What you will do
Write the data out again, exactly as given.

(Excerpts of location labeling data)
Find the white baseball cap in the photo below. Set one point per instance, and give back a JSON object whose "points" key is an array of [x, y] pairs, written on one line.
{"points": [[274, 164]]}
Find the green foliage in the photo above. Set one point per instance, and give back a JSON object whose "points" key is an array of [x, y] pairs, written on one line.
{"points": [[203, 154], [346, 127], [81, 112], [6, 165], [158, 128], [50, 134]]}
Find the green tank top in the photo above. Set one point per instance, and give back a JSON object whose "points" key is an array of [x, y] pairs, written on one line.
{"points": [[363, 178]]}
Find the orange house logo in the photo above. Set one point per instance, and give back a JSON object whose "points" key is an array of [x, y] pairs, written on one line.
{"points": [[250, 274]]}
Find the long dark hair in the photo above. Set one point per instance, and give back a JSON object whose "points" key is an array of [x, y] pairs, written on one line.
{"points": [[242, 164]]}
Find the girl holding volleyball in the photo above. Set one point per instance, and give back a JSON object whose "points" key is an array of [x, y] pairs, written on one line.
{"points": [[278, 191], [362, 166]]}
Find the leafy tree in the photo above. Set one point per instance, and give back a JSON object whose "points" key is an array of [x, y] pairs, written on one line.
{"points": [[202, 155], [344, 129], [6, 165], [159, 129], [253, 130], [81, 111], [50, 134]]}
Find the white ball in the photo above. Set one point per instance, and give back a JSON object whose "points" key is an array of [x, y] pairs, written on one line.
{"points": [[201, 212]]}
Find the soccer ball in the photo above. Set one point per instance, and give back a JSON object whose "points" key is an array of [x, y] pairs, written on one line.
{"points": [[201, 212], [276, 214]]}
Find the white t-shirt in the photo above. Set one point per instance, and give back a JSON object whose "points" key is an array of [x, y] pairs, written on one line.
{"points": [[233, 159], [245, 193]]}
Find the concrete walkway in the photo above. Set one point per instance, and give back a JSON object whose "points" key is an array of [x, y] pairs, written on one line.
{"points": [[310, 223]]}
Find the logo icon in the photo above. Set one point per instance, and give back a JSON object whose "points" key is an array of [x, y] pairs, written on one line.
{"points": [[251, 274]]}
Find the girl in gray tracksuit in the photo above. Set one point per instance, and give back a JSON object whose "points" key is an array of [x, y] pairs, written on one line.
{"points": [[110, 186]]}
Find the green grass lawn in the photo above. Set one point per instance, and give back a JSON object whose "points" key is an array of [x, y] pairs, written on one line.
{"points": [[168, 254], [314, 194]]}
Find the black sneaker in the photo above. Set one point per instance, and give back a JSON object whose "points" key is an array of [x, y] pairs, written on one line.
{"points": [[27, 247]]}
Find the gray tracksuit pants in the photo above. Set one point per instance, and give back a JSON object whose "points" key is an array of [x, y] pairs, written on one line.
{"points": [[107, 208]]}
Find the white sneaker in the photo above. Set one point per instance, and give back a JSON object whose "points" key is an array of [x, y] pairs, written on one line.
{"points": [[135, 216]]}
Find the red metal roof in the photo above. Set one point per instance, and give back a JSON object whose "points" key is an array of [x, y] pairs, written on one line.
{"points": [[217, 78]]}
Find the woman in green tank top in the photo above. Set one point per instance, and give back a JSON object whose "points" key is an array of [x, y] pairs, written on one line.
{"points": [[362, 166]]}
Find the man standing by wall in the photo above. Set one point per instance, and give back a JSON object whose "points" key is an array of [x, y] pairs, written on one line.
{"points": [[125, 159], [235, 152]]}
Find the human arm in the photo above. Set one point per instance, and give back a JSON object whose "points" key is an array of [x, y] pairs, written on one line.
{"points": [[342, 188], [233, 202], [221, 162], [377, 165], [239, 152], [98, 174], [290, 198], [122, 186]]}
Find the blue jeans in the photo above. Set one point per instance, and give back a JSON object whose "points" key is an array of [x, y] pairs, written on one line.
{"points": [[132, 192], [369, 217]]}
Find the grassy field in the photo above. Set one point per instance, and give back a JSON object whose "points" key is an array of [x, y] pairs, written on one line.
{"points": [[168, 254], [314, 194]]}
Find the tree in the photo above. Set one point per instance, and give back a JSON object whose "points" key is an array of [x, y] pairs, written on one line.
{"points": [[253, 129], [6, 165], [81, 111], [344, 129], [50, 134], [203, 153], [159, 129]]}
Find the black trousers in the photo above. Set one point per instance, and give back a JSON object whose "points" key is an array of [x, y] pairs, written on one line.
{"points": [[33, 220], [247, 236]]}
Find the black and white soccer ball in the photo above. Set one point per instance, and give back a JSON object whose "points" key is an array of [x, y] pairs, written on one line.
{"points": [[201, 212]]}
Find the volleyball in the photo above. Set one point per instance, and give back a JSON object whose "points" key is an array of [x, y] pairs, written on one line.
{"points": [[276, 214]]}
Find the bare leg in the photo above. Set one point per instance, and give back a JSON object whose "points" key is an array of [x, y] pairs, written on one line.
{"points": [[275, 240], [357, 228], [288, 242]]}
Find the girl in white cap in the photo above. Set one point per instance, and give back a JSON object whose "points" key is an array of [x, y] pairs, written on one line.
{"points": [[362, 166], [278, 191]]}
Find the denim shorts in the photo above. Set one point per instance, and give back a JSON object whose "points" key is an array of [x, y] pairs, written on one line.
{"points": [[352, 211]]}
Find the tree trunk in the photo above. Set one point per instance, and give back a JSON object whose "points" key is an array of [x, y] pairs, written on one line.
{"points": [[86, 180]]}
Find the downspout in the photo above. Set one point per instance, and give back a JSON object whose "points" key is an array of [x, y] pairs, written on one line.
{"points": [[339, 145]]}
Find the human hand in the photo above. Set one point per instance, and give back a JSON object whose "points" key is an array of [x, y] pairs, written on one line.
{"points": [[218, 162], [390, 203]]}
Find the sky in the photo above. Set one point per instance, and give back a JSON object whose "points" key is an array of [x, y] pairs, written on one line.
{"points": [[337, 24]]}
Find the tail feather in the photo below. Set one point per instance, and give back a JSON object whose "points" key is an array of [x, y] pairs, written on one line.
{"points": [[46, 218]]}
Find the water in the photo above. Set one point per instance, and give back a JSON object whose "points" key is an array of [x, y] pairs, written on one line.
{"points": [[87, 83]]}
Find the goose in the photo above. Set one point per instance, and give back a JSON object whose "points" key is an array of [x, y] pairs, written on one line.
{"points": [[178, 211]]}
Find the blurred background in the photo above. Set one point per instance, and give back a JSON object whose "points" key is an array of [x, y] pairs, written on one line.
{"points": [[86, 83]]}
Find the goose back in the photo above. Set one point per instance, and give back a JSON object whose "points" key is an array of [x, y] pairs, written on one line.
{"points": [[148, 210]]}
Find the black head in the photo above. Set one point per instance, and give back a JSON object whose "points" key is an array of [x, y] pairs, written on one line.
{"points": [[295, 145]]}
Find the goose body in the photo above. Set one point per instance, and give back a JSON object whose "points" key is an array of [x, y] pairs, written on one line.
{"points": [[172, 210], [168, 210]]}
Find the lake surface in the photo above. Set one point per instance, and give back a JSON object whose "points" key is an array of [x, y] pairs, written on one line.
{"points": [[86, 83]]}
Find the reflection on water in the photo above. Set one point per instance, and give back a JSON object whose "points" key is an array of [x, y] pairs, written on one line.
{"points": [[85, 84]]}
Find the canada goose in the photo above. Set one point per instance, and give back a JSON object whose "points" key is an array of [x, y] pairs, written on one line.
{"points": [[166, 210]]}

Solution for this task
Find the white baseball cap in the photo below. Set one point per instance, and give back a JSON object whose "points" key is an array of [x, y] pairs, written on one line.
{"points": [[274, 164]]}
Find the green foliage in the photo above. Set one point per instance, and give back a JSON object whose "points" key is an array of [x, y] pairs, written on one line.
{"points": [[203, 154], [346, 127], [81, 112], [6, 165], [158, 128], [50, 134]]}
Find the green tank top in the photo above. Set one point per instance, and give back a JSON object whose "points" key is an array of [x, y] pairs, written on one line.
{"points": [[363, 178]]}
Find the orange house logo in the photo above. Set one point per instance, and give back a JSON object whose "points" key is an array of [x, y] pairs, written on one line.
{"points": [[250, 274]]}
Find the long dark hair in the photo above. Set one point per instance, and give back a JSON object whose "points" key is an array of [x, y] pairs, written on one line.
{"points": [[242, 164]]}
Find the girl holding volleyball in the photo above. Set one point per instance, and give back a JSON object whose "points" key is an array of [x, y] pairs, written on one line.
{"points": [[278, 191], [362, 166]]}
Find the leafy tree in the photo above. Set one point per instance, and give back a JSON object whose "points" key is an array of [x, y] pairs, written on one line.
{"points": [[202, 155], [344, 129], [6, 165], [159, 129], [253, 130], [81, 111], [50, 134]]}
Find the white ball in the photo above. Set one point per instance, and give back a JSON object whose "points" key is an array of [x, y] pairs, written on one line.
{"points": [[201, 212]]}
Find the soccer ball in the photo above. Set one point per instance, and give back a JSON object whose "points" key is an array of [x, y] pairs, written on one line.
{"points": [[201, 212], [276, 214]]}
Find the white t-shirt in the photo above. Set one point per instance, and give back a JSON object whose "points" key is an array of [x, y] pairs, written on one line.
{"points": [[233, 159], [245, 193]]}
Find the concrete walkway in the photo above. Set one point per instance, and give back a JSON object whose "points" key is an array of [x, y] pairs, written on one line.
{"points": [[310, 223]]}
Find the logo icon in the photo above. Set one point per instance, and give back a JSON object whose "points" key is an array of [x, y] pairs, written on one line.
{"points": [[251, 274]]}
Find the girl in gray tracksuit in the photo above. Set one point per instance, and give back a JSON object whose "points" key is an array of [x, y] pairs, written on one line.
{"points": [[110, 186]]}
Find the green grass lawn in the photo above. Set one point per instance, and give back a JSON object whose "points" key is an array of [x, y] pairs, written on one line.
{"points": [[168, 254], [314, 194]]}
Find the black sneaker in the photo above. Set one point per instance, and give back a JSON object whose "points" key is an array of [x, y] pairs, written on one line.
{"points": [[27, 247]]}
Find the gray tracksuit pants in the photo above. Set one point per instance, and give back a JSON object whose "points" key is an array of [x, y] pairs, written on one line.
{"points": [[107, 208]]}
Find the white sneaker in the photo above. Set one point per instance, and give back a JSON object whose "points" key is an array of [x, y] pairs, written on one line.
{"points": [[135, 216]]}
Find the red metal roof in the photo above. Set one point per instance, and give back a JSON object whose "points" key is an array of [x, y] pairs, written on one line.
{"points": [[217, 78]]}
Find the woman in green tank top in the photo above. Set one point per instance, and give back a JSON object whose "points" key is an array of [x, y] pairs, written on one line.
{"points": [[362, 166]]}
Find the man standing by wall in the photo above. Set one point per instance, and give back a JSON object whose "points" key is an array of [x, y] pairs, written on one line.
{"points": [[125, 159], [235, 152]]}
Find the human arm in the photo above. Set one point per instance, and give back a JSON object whose "points" key is an array of [x, y] pairs, written on one line.
{"points": [[342, 188], [233, 202], [221, 162], [377, 165], [239, 152], [98, 174], [290, 198], [122, 186]]}
Find the blue jeans in the photo above. Set one point per instance, and give back a JSON object whose "points" key is an array of [x, y] pairs, written on one line.
{"points": [[132, 192], [369, 217]]}
Find the grassy field in the photo above. Set one point per instance, and give back a JSON object whose "points" key is an array of [x, y] pairs, written on one line.
{"points": [[168, 254], [314, 194]]}
Find the tree in the photo above. Set one point per instance, and give back a JSON object whose "points" key is an array of [x, y] pairs, written on one line.
{"points": [[253, 129], [6, 165], [81, 111], [344, 129], [50, 134], [203, 153], [159, 129]]}
Find the black trousers in the photo above. Set one point per instance, and give back a JSON object whose "points" key is an array of [x, y] pairs, written on one line.
{"points": [[33, 220], [247, 236]]}
Find the black and white soccer ball in the photo above. Set one point per instance, and give back a JSON object whose "points" key is an array of [x, y] pairs, written on one line.
{"points": [[201, 212]]}
Find the volleyball in the photo above. Set one point per instance, and give back a JSON object whose "points" key is an array of [x, y] pairs, written on one line.
{"points": [[276, 214]]}
Find the bare leg in the photo above. Set one point per instance, and give back a JSON object whose "points" key is an array of [x, y] pairs, written on one line.
{"points": [[275, 240], [357, 228], [288, 242]]}
Find the girl in white cap in the photo above. Set one point per instance, and give back a JSON object whose "points" key is an array of [x, y] pairs, written on one line.
{"points": [[362, 166], [278, 191]]}
Find the denim shorts in the photo above. Set one point per instance, and give back a JSON object whose "points" key is an array of [x, y] pairs, written on one line.
{"points": [[352, 211]]}
Find the tree trunk in the photo above. Set one point per instance, and give back a JSON object whose "points" key is an array of [x, y] pairs, written on one line.
{"points": [[86, 180]]}
Find the downspout in the photo above. Set one point per instance, and give back a JSON object whose "points" key is an array of [x, y] pairs, written on one line.
{"points": [[339, 145]]}
Find the human hand in the photo above. Set one point per instance, and give back a JSON object whose "points" key is an array of [x, y] pairs, written on one line.
{"points": [[218, 162], [390, 203]]}
Find the sky in the photo above. Set one point per instance, and give back a JSON object whose "points" key is an array of [x, y] pairs, written on one line.
{"points": [[337, 24]]}
Find the tail feather in the photo below. Set one point per instance, and give back a JSON object whose "points" key is an array of [x, y] pairs, written on one line.
{"points": [[46, 218]]}
Find the water in the photo above. Set one point per instance, and give back a JSON object whose "points" key is an array of [x, y] pairs, written on one line.
{"points": [[87, 83]]}
Find the goose in the photo above. Set one point per instance, and give back a JSON object whose "points" key is an array of [x, y] pairs, written on one line.
{"points": [[178, 211]]}
Find the blurred background in the photo above. Set one point per instance, and give back a JSON object whose "points" key is an array of [x, y] pairs, written on one line.
{"points": [[86, 83]]}
Find the goose back in the photo above. Set one point per instance, and give back a JSON object whose "points" key is an array of [x, y] pairs, written on one line.
{"points": [[148, 210]]}
Find the black head in the photo above. Set one point per instance, and give back a JSON object whose "points" key is an array of [x, y] pairs, written on one line.
{"points": [[295, 145]]}
Find the goose body in the photo above. Set one point per instance, and give back a JSON object whose "points" key is an array of [x, y] pairs, written on one line.
{"points": [[172, 210], [168, 210]]}
Find the lake surface in the photo above. Set one point per instance, and give back a JSON object whose "points" key is an array of [x, y] pairs, written on one line.
{"points": [[86, 83]]}
Find the reflection on water in the photo above. Set one point per instance, and give back a JSON object whose "points" key is an array of [x, y] pairs, written on one line.
{"points": [[85, 84]]}
Find the canada goose in the photo above. Set one point per instance, and give back a JSON object whose "points" key is an array of [x, y] pairs, written on one line.
{"points": [[166, 210]]}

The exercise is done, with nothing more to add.